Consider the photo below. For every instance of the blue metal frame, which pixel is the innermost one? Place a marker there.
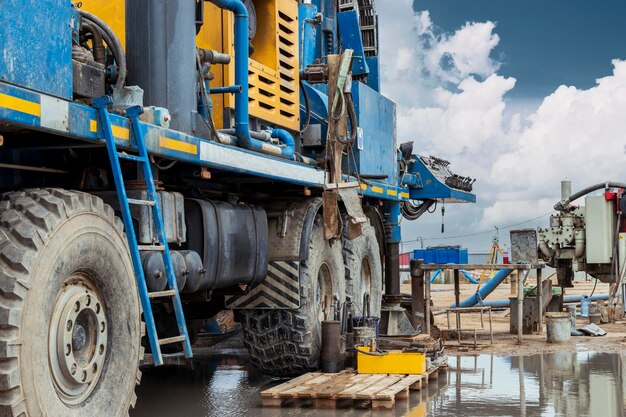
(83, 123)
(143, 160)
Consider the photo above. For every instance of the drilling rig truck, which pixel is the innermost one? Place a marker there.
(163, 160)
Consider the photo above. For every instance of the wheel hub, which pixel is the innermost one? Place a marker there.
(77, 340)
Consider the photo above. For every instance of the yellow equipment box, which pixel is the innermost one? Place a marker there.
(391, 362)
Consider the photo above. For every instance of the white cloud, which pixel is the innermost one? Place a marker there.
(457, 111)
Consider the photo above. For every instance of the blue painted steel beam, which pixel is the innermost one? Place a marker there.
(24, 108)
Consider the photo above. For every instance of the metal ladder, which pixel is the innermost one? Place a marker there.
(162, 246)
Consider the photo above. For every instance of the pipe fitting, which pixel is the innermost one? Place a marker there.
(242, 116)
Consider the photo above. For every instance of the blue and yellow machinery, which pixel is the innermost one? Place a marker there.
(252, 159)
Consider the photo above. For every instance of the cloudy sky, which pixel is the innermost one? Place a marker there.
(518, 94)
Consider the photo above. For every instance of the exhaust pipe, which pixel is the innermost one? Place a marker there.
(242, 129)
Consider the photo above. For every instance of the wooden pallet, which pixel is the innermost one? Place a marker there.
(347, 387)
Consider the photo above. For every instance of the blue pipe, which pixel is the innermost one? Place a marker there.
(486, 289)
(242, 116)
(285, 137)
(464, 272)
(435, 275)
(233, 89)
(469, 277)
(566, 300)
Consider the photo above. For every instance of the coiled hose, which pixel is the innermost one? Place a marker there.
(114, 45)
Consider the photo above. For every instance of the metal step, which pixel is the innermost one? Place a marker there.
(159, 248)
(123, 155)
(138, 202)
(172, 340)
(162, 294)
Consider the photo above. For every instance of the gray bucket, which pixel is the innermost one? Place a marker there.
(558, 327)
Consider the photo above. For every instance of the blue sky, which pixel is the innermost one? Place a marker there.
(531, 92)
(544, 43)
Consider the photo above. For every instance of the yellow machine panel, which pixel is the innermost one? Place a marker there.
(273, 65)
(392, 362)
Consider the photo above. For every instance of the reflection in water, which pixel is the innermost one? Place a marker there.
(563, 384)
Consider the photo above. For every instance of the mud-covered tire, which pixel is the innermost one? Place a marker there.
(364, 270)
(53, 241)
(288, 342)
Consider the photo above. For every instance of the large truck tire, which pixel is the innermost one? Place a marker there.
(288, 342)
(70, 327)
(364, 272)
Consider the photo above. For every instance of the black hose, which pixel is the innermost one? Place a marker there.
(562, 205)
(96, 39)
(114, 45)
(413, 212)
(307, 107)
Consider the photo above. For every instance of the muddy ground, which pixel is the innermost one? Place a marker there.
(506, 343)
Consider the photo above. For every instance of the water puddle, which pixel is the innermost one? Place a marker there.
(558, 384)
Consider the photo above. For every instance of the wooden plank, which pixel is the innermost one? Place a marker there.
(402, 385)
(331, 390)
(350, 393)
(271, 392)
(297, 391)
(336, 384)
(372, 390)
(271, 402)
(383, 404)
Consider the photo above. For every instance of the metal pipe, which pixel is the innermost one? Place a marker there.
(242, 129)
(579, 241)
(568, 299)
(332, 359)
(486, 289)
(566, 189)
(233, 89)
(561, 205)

+ + + +

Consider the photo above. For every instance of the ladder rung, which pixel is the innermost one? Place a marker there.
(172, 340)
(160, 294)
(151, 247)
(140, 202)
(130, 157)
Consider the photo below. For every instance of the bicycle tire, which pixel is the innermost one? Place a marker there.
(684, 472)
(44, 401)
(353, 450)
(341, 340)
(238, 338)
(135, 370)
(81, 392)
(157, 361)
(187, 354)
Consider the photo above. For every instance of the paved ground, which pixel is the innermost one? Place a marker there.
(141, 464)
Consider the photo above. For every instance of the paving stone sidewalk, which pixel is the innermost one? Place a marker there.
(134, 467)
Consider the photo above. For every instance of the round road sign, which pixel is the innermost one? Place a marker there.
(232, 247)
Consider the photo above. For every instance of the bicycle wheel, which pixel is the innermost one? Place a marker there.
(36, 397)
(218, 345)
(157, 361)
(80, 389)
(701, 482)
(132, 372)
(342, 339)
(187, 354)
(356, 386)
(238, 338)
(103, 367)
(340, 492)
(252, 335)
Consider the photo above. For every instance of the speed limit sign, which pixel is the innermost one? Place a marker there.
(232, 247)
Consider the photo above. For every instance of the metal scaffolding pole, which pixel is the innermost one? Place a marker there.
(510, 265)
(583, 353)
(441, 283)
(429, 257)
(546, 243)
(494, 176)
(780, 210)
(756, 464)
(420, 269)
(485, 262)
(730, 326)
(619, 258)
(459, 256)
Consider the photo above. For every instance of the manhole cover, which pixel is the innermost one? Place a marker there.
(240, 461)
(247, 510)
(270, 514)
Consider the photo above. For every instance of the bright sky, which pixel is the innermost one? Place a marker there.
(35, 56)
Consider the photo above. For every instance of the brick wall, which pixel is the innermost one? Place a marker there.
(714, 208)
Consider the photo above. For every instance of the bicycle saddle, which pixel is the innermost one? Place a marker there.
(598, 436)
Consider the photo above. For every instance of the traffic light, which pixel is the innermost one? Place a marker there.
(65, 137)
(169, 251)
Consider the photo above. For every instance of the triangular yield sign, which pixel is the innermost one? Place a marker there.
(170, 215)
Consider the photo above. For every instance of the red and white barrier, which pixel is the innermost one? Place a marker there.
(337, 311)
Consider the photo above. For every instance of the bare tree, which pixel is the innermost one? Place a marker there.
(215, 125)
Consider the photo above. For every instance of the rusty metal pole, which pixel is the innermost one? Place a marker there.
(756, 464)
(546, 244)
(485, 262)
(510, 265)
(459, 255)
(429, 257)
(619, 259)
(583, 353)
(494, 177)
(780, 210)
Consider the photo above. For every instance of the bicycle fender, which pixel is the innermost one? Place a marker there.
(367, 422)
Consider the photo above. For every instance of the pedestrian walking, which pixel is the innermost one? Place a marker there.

+ + + +

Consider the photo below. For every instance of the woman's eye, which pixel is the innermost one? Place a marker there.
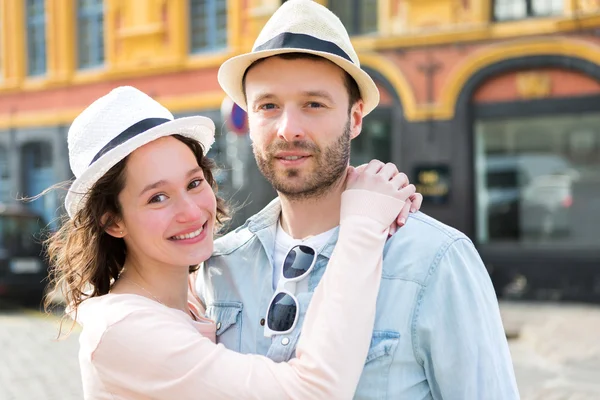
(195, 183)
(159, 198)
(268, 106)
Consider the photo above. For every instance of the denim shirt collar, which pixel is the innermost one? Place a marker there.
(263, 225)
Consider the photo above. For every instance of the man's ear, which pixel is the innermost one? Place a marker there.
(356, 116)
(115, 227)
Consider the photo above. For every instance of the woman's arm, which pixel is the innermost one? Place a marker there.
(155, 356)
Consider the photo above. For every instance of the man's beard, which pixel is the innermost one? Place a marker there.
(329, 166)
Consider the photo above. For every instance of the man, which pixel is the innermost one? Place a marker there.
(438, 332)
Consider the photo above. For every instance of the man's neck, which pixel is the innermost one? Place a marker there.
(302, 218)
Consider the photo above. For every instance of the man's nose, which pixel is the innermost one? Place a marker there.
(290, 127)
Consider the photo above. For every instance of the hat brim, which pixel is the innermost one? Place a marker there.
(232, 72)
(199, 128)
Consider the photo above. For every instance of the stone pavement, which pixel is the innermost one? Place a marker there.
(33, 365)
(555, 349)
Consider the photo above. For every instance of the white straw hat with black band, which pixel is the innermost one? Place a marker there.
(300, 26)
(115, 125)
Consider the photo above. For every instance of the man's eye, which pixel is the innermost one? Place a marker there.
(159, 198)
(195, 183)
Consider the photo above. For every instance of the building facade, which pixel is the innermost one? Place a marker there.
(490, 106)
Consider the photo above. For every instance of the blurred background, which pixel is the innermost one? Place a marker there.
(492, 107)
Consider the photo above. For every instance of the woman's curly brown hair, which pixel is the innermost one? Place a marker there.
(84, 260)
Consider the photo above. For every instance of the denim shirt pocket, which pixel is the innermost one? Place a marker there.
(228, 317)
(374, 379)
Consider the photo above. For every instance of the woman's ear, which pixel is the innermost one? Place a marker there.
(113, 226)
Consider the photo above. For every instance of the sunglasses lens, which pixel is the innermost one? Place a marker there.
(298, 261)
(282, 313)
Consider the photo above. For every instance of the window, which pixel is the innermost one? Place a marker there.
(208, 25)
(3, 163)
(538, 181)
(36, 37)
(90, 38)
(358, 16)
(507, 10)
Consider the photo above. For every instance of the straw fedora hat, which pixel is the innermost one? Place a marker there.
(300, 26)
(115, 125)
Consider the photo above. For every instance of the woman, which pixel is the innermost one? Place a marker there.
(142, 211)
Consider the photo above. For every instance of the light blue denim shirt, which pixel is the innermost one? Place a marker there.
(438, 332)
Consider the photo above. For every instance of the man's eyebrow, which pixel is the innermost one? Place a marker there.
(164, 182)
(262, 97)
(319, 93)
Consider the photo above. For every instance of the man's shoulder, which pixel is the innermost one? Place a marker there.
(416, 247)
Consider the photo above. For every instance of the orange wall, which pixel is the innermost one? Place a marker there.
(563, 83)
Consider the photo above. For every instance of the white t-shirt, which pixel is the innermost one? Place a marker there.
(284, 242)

+ + + +

The stretch of entries above that starts with the line containing "Consider the photo above. For every instance of the traffic" and goes on through the line containing "Consider the photo above. For every instance of the pedestrian" is to be transcribed exactly, and no other line is to be transcribed.

Consider the photo above. For every instance of the traffic light, which pixel is the innermost one? Place a marker there.
(65, 137)
(169, 251)
Consider the photo above. For every instance of the triangular yield sign, which pixel is the innermost one? Place a marker there.
(170, 215)
Consider the photo above. For every instance of the red and white barrier, which pixel is the innermost one? Place a marker there.
(337, 311)
Consider the photo above. For every instance of the bare tree, which pixel is the innermost one? Place a marker there.
(215, 125)
Consider the photo above. For every instance of the rusty metal pole, which pixel is the innermost one? Place a marker there.
(756, 464)
(546, 244)
(485, 262)
(510, 265)
(459, 255)
(429, 257)
(619, 259)
(583, 353)
(494, 177)
(780, 210)
Consider the photo above. For every instance of the bicycle fender, which pixel is the innermost one? Place a marker there.
(367, 422)
Consider the photo above. For every instance of the pedestrian walking, which pixel is the innermost one? Place a marker there.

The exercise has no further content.